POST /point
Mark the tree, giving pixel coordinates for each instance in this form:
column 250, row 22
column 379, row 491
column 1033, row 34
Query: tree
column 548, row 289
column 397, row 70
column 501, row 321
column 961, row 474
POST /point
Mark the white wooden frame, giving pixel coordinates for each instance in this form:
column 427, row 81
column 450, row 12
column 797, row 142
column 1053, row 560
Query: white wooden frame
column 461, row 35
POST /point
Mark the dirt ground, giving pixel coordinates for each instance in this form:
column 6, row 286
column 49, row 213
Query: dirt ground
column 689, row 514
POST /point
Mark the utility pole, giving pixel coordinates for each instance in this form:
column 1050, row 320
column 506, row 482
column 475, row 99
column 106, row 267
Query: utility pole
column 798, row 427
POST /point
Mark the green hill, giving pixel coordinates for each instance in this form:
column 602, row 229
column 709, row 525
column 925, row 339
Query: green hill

* * * *

Consegna: Riscrivi soltanto le righe dall'inizio fino a quella che contiene "column 461, row 35", compresa, sostituendo "white wooden frame" con "white window frame" e lasciando tutto il resto invariato.

Risposta scritta:
POST /point
Mark the tree, giving pixel coordinates for each instance in this form:
column 250, row 22
column 379, row 491
column 1033, row 34
Query: tree
column 548, row 289
column 397, row 70
column 501, row 321
column 961, row 474
POST /point
Mark the white window frame, giving pixel coordinates for each instance in this form:
column 427, row 81
column 450, row 12
column 797, row 142
column 1053, row 560
Query: white window frame
column 461, row 35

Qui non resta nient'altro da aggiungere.